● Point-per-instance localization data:
>>>
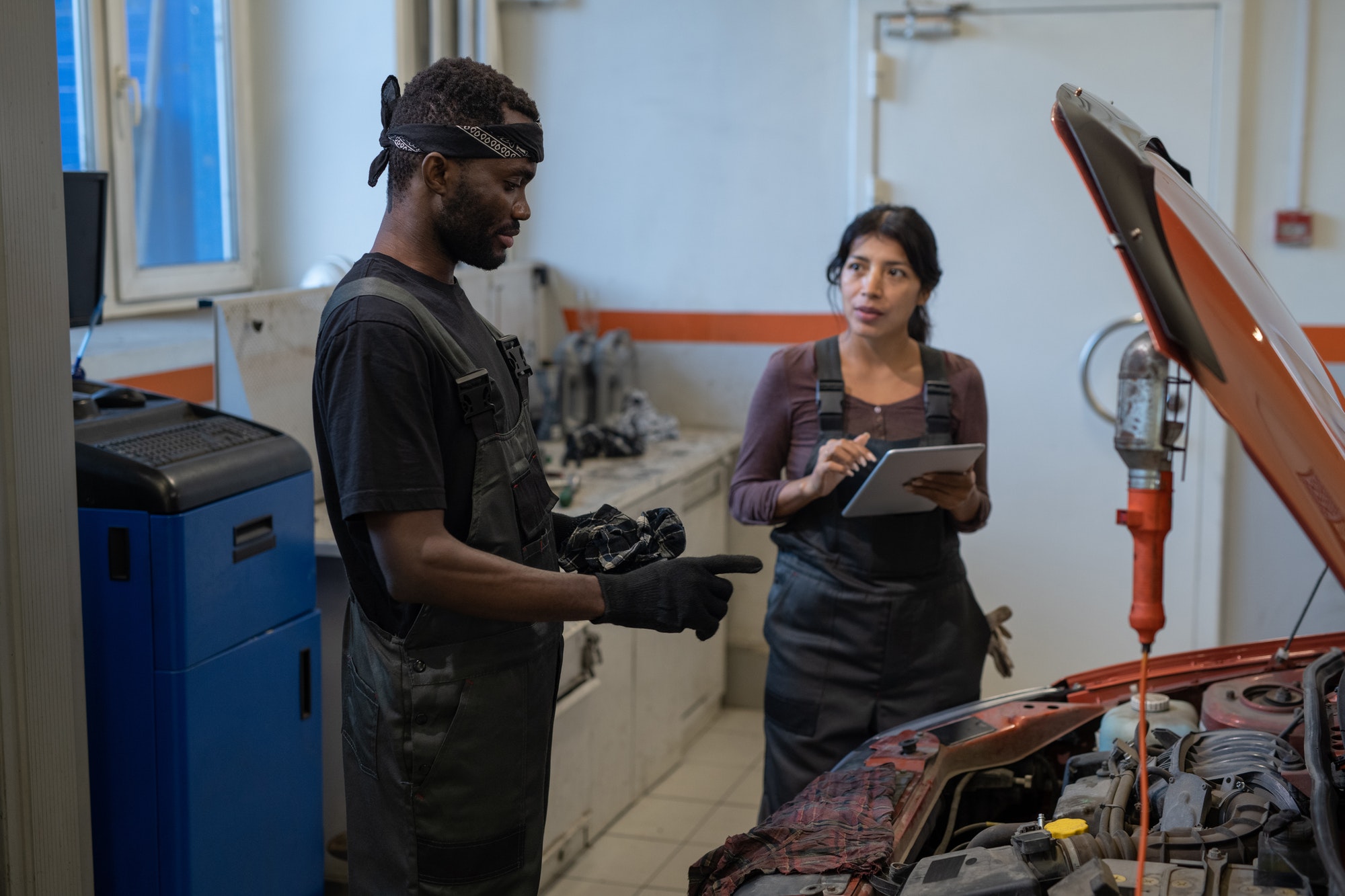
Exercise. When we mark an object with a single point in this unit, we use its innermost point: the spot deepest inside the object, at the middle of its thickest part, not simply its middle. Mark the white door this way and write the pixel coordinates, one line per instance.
(961, 130)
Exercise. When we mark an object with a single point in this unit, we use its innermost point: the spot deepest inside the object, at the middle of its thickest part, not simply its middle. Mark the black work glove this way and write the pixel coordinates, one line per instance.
(675, 595)
(564, 528)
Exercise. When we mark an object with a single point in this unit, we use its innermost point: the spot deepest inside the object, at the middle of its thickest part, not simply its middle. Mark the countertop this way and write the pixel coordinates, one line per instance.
(618, 481)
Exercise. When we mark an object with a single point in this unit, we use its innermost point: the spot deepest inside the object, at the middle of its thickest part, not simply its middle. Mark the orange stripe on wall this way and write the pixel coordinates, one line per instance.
(703, 326)
(189, 384)
(1330, 343)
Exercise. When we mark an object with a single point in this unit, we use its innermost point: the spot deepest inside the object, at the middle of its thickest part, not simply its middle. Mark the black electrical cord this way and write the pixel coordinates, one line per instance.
(1317, 737)
(1282, 654)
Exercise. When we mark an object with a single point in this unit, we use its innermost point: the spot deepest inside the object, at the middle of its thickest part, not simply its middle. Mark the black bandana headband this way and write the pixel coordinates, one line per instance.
(454, 142)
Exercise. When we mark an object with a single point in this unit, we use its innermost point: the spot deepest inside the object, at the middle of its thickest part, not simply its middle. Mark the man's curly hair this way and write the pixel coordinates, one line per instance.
(457, 92)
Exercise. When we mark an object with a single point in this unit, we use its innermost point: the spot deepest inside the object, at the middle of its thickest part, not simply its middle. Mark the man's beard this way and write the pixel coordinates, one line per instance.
(465, 231)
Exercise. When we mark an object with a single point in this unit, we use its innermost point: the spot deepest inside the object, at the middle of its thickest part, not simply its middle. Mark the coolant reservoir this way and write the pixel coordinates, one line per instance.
(1120, 723)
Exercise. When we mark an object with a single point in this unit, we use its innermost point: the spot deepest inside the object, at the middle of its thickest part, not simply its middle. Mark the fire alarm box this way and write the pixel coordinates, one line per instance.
(1295, 228)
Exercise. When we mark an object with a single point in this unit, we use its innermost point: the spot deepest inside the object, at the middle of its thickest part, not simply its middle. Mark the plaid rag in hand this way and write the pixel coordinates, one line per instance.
(609, 541)
(841, 822)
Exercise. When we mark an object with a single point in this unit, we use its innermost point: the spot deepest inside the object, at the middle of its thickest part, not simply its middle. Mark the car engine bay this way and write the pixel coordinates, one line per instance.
(1246, 802)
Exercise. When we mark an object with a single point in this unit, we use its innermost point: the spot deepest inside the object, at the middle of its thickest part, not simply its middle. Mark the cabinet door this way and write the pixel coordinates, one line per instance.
(240, 768)
(680, 680)
(707, 517)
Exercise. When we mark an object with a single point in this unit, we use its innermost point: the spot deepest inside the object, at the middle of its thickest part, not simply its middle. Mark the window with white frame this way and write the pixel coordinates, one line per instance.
(150, 92)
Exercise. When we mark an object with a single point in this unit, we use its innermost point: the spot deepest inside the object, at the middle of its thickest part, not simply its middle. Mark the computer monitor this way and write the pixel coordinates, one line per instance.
(87, 241)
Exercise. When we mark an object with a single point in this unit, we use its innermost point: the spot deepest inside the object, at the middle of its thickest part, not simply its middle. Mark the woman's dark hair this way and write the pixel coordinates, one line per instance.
(905, 225)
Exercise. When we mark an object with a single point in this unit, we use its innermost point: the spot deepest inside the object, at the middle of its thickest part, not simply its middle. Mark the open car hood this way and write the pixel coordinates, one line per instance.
(1211, 310)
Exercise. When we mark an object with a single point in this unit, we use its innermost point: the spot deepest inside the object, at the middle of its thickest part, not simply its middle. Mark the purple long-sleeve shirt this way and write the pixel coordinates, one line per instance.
(783, 430)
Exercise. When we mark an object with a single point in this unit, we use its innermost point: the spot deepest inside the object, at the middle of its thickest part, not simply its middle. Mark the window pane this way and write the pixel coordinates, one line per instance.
(184, 146)
(72, 65)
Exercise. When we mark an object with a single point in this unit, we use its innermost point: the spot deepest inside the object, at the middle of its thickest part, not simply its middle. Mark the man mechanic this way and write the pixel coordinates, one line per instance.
(443, 514)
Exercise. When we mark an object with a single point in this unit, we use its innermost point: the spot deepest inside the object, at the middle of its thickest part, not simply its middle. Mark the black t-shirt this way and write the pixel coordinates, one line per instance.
(389, 427)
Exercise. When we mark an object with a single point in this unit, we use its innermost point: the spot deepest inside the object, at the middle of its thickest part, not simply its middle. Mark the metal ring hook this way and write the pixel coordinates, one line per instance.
(1086, 361)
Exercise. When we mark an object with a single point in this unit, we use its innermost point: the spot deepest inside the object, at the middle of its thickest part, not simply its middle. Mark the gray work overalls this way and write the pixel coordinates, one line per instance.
(449, 731)
(871, 620)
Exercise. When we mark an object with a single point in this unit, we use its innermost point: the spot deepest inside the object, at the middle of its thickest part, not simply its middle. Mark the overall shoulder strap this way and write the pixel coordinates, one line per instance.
<<<
● Description of the task: Restate the data word for word, minus any images.

● Answer area:
Exercise. When we mark an object with a single point in this unit, we use its innermost point: the spot deepest inside the object, at the middle of its thickest part, not simply its middle. Mark the white door this way and write the pixel coordinates, one line per instance.
(961, 130)
Exercise. When we mark an object with a single point in this unit, we use its innermost point: the spot deepest inside the object, at the middle of its thickest part, not simply its middle. Mark the black work glove this way and write the pixel coordinates, one line per instance.
(675, 595)
(564, 528)
Exercise. When we mark an object with a single point in this unit, we use its innermost point: the spot deepest inside the object, at the middle of its thickest part, not simply its middle. Mark the countertop this way and write the pixel coordinates, one line per instance.
(618, 481)
Exercise. When we mark an object with a single point in this unit, we use its innermost point: the spot deepest inside the object, at the middle of its thickest part, not simply its middle. Mark the orange stripe on wall this way and write the pixel coordinates, one line per instance.
(703, 326)
(189, 384)
(1330, 343)
Exercise. When we mark an object with a single point in this unit, we use its innermost point: the spot deepest inside the object, at the middle of its thickest part, not simply its middle. Mark the black electrical cord this way and write the pixel coordinates, one line per instance.
(1317, 737)
(1282, 654)
Exercise. When we mark an object with a single point in this unit, we use its innermost point: the spot deepest inside the object, at the middle of its thickest part, not simply its middle. Mark the black bandana headband this way and write the pixel coordinates, one line per instance.
(454, 142)
Exercise. When we mark an object with a single point in this unit, we use its innermost point: the spot deepest inside the object, at the middle of its thickest part, not simply its middle. Mark the man's curly hair this way and write the pixel coordinates, one line per instance.
(457, 92)
Exercise. When we mark an object with a single point in this unit, we use its innermost point: the spot deepest inside the object, at the middle of its thickest part, not simply its middle. Mark the man's beard this way and write the pixel coordinates, one line per instance.
(465, 231)
Exercise. When we mark an object with a single point in this unit, we use its innermost point: the spot deepest inside the object, at the middle of its thickest part, not simply its middle. Mark the coolant reservoir this way and write the pixel coordinates, one line per instance.
(1120, 723)
Exercise. When we mark an object with a single point in this unit, we use its innermost point: the spot deepest inside the object, at the middle of its thickest part, not simply its middle. Mark the fire alarm box this way and write the pixel coordinates, one line per instance.
(1295, 228)
Exercise. When we mark an object with a single point in this unit, we use its innermost point: the spot deepest inside the object, at the middle of its thickest part, not simply its middle. Mark the plaid rag in hand this way and write the pixel coordinates, one line per instance.
(609, 541)
(841, 822)
Exercise. When we mark an object with a single point in this unit, we use its innermost point: the spot deepest inside the object, at the middle of its thickest part, not simply its middle. Mark the car engine bay this way and write the pixel coordinates, one line per instance.
(1246, 802)
Exercise. When we mark an object with a single point in this unit, we use its innermost point: the spot deepest inside the object, at the middle of its thickest part, not simply its middle. Mark the cabinet door this way and write the pixel coordinates, one line per instance.
(240, 768)
(680, 680)
(707, 517)
Exercise. When we mark an object with a single point in this unit, we use its innermost point: the spot deepest inside the object, at the middle of its thickest part, not simply its middle. Mark the window with white frame this way and write the pixel coordinates, one line per instance.
(150, 92)
Exercise. When we mark an object with a single point in this unit, we use its innermost point: the spot deepest inside the object, at the middle of its thickest part, not simply its middle. Mark the computer monitor this way and write the pixel coordinates, one line per instance.
(87, 241)
Exercise. When we mark an object with a single point in this unit, we use its innermost point: the spot deepest inside the object, at the middle of its thickest part, not simply its middle. Mark the woman's dark hair this way and write the pixel coordinates, one line per instance.
(905, 225)
Exercise. When we mark an object with a single point in this unit, we use its innermost point: the spot deepest inside the object, at the middle of its thickest part, not simply its middle. Mark the open car hood this way and write the pixel coordinates, one line per instance.
(1211, 310)
Exercise. When we mark an object with a single point in this unit, we use its innermost point: the spot deepest inside the object, at the middle of its thickest part, not simply its middle. Mark the purple long-sleeve shirt this way and write the pixel coordinates, one line per instance.
(783, 430)
Exercise. When we mark an object with a single point in this unit, we use its innermost point: the spot deepest inside the object, at the middle of its thickest part, not simply its middle. Mark the window pane this way and write the pixel coordinates, one line per instance.
(184, 146)
(72, 65)
Exercise. When we mark an object with a single point in this unit, we use its innermost point: the spot deepest inside the object, at the middle of its thickest part, not simply its middle. Mark the man mechanic this way and write the pixel coordinates, one line per instance.
(443, 514)
Exercise. When we mark an object with a single point in this unit, we use its innermost point: the spot deepest inside the object, at the middle of its thickest part, not simply its middle. Mark the black t-shirt this way and write the pixel coordinates, one line per instance.
(389, 427)
Exercise. When we mark an object with a single point in this unit, we use its innermost point: the spot deepest inside the object, at the middle of its thickest part, not simply its middle. Mark the metal ring hook this way and write the pixel coordinates, one line per instance.
(1086, 361)
Exercise. When we mark an object with a single point in this unit, we use its innermost point: the spot deepest inside the object, at the middle of its thickest part, not simply its middle. Mark the gray work overalls this way and write the pixel coordinates, one line per instance.
(449, 731)
(871, 620)
Exercise. When we mark an object with a single point in this unit, we use its innermost point: the spot deepest inside the object, at the middle of its thickest part, not simply its middle. Mark the overall shoulder strap this way and write the pixel coordinates, one line per instance.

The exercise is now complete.